Text to read |
────────────────────────────────────────
20th Sultan of Bengal
- Reign: 1533
- Predecessor: Nasrat Shah
- Successor: Mahmud Shah III
- Born: Fīrūz bin Naṣrat
- Died: 1533 Sultanate of Bengal
- Burial: 1533 Sultanate of Bengal
- House: Hussain Shahi
- Father: Nasrat Shah
- Religion: Sunni Islam

Governor of Chittagong
- In office Until 1533
- Monarch: Nasrat Shah
- Preceded by: Chhuti Khan

= Alauddin Firuz Shah II =

Sultan of Bengal in 1533

ʿAlā ad-Dīn Fīrūz Shāh (আলাউদ্দীন ফিরোজ শাহ, ) was the son and successor of Sultan Nasiruddin Nasrat Shah of Bengal. He served as a governor of Chittagong during his father's reign, and was a patron of Bengali literature. Firuz Shah ascended the throne in 1533, though it was not unanimously recognised by all the nobles of Bengal. The conflict with the Ahom kingdom continued during his reign and the Bengali army led by Turbak Khan had reached as far as Kaliabor. Within three months as Sultan, Firuz Shah was assassinated by his uncle, who succeeded him as Sultan Ghiyasuddin Mahmud Shah.

==Early life and background==
Firuz was born in the Sultanate of Bengal to an aristocratic Bengali Sunni Muslim family known as the Hussain Shahi dynasty. His father, Nasiruddin Nasrat Shah, was a son of Sultan Alauddin Husain Shah of Bengal and a son-in-law of Sultan Ibrahim Lodi of Delhi. From an early age, Firuz was an admirer of Bengali literature. As a royal prince and governor of Chittagong, Firuz requested a writer known as Dvija Sridhara to compose the Vidya-Sundar love story in Bengali poetry form, which was completed later during his reign. Sridhara continuously praised Firuz in the poem for his good manners and wisdom.
────────────────────────────────────────
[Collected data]
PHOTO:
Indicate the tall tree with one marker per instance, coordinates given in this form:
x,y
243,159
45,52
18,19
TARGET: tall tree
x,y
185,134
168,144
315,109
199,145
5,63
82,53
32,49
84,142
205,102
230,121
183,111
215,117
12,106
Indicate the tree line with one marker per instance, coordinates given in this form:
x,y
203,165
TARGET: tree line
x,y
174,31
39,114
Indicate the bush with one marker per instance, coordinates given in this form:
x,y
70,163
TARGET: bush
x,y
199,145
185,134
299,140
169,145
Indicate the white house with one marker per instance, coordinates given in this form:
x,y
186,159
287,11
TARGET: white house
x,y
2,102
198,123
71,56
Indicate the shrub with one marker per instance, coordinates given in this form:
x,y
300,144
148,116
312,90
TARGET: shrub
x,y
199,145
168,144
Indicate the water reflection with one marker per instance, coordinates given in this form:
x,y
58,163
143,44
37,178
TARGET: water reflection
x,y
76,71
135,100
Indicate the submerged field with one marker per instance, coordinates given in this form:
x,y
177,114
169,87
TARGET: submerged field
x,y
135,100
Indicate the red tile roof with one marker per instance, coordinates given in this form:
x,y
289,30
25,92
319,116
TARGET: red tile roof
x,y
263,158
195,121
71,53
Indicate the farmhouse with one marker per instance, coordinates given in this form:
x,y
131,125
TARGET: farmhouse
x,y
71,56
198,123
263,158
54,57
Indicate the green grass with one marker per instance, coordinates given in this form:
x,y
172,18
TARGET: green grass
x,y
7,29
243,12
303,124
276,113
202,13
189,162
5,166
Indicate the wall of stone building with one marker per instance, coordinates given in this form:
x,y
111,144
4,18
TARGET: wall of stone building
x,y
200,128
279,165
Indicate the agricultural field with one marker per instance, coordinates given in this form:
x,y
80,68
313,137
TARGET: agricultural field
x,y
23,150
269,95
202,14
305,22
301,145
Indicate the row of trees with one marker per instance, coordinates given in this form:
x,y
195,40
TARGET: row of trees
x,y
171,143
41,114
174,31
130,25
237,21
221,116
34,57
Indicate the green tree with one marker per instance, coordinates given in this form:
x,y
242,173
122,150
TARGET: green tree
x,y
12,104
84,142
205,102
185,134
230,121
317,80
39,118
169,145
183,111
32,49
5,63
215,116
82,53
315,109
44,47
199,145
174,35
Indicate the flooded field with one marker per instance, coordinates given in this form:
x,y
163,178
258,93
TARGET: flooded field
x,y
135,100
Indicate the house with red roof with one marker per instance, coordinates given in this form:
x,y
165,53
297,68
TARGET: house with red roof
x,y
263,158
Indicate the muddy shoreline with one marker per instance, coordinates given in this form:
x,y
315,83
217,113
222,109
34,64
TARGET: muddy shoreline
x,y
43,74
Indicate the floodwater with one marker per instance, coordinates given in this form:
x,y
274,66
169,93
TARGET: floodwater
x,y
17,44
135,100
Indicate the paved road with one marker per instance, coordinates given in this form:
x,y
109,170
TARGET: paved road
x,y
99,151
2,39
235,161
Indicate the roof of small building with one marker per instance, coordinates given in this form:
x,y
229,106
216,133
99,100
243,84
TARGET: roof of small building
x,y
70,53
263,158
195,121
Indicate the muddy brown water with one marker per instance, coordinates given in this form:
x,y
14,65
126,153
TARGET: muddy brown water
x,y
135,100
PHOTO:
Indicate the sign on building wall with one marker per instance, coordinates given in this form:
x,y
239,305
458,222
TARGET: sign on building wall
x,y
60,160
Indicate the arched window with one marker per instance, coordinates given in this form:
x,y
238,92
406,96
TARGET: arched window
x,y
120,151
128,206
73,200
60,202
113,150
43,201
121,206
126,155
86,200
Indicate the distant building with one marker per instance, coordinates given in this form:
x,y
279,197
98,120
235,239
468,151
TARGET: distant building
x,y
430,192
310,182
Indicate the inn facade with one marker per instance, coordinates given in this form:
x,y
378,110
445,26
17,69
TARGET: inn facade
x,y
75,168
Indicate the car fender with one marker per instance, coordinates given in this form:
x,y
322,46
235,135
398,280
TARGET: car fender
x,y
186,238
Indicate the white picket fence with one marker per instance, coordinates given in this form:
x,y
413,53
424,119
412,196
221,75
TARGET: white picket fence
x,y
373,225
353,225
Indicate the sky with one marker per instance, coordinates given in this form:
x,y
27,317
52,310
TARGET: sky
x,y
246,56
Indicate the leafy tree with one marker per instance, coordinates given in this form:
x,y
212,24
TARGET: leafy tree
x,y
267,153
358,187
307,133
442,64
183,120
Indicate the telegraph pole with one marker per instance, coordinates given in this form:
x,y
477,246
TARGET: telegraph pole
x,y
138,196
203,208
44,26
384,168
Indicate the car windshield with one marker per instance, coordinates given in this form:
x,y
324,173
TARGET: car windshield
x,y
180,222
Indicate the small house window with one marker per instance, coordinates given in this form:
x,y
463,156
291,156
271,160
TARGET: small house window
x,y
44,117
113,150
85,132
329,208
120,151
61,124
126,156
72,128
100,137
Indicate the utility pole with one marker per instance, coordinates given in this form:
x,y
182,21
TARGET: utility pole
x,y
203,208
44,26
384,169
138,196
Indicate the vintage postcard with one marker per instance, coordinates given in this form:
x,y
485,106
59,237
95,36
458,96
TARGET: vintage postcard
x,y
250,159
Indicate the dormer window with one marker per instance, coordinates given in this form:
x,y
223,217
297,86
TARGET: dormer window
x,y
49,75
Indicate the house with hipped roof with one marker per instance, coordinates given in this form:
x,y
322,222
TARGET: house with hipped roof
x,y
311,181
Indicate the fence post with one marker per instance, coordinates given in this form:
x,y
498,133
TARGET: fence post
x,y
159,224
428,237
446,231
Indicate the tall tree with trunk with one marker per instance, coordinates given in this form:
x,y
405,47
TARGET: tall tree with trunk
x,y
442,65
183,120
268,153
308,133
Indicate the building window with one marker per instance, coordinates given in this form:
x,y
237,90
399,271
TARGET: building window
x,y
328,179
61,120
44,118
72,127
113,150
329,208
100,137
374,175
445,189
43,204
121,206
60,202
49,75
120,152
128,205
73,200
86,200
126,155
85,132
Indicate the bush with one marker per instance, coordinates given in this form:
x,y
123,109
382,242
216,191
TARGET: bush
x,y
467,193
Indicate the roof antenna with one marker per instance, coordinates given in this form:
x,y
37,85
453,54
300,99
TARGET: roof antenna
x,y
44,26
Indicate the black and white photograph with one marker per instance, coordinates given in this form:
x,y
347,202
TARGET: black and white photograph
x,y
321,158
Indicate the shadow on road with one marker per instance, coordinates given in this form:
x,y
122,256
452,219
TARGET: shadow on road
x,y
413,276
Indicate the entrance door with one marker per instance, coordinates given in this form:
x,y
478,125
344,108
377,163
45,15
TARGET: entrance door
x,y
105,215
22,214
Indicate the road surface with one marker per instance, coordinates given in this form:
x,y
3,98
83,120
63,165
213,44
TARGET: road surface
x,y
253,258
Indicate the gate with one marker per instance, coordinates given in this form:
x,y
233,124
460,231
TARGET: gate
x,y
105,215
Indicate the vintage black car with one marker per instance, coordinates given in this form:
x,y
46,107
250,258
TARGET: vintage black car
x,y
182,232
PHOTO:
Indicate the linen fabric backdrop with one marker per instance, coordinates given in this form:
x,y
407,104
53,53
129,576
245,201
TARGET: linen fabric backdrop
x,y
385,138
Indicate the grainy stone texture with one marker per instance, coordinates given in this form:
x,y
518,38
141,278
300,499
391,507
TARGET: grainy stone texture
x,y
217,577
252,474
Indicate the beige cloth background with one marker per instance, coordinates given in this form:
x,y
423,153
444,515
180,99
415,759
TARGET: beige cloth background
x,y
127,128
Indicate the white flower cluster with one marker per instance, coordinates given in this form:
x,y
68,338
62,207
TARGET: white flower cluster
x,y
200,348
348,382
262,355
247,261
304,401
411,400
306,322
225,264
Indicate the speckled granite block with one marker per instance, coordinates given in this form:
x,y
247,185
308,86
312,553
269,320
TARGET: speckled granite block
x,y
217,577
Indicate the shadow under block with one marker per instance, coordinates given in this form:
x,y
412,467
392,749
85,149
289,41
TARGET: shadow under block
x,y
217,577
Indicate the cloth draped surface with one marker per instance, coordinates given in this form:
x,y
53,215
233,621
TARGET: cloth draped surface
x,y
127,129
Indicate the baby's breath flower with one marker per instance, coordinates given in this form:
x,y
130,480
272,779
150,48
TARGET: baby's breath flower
────────────────────────────────────────
Exercise instructions |
1. Answer these questions about the biography of Alauddin Firuz Shah II:
(a) Who preceded Firuz as governor of Chittagong?
(b) How far had the Bengali army led by Turbak Khan reached?
(c) What did Firuz ask Dvija Sridhara to compose?
2. Carry the biography of Alauddin Firuz Shah II further, starting after its final sentence.

Expected answers |
1.
(a) Chhuti Khan.
(b) As far as Kaliabor.
(c) The Vidya-Sundar love story, in Bengali poetry form.

2.
==Reign==
Sultan Nusrat Shah was assassinated by a eunuch when returning from a visit to the tomb of his father, Alauddin Husain Shah. Following his death, the throne was contested between his son, Firuz, and his brother, Mahmud, with the former initially succeeding him. Mahmud had served as an ameer during his brother's reign and the 20th-century historian Jadunath Sarkar suggests that Mahmud was the heir apparent due to his early usage of royal insignia. Nevertheless, the nobles of the Sultanate including Mahmud's brother-in-law Makhdum Alam, the Governor of North Bihar, installed Firuz Shah to the throne.

On the first day of Ramadan 939 AH (27 March 1533), a congregational mosque was built in Kalna, Burdwan by Ulugh Masnad Khan, who was Firuz Shah's governor, commander and minister. Within the space of three months, Firuz Shah was assassinated by his uncle, Mahmud, who succeeded him as the Sultan of Bengal.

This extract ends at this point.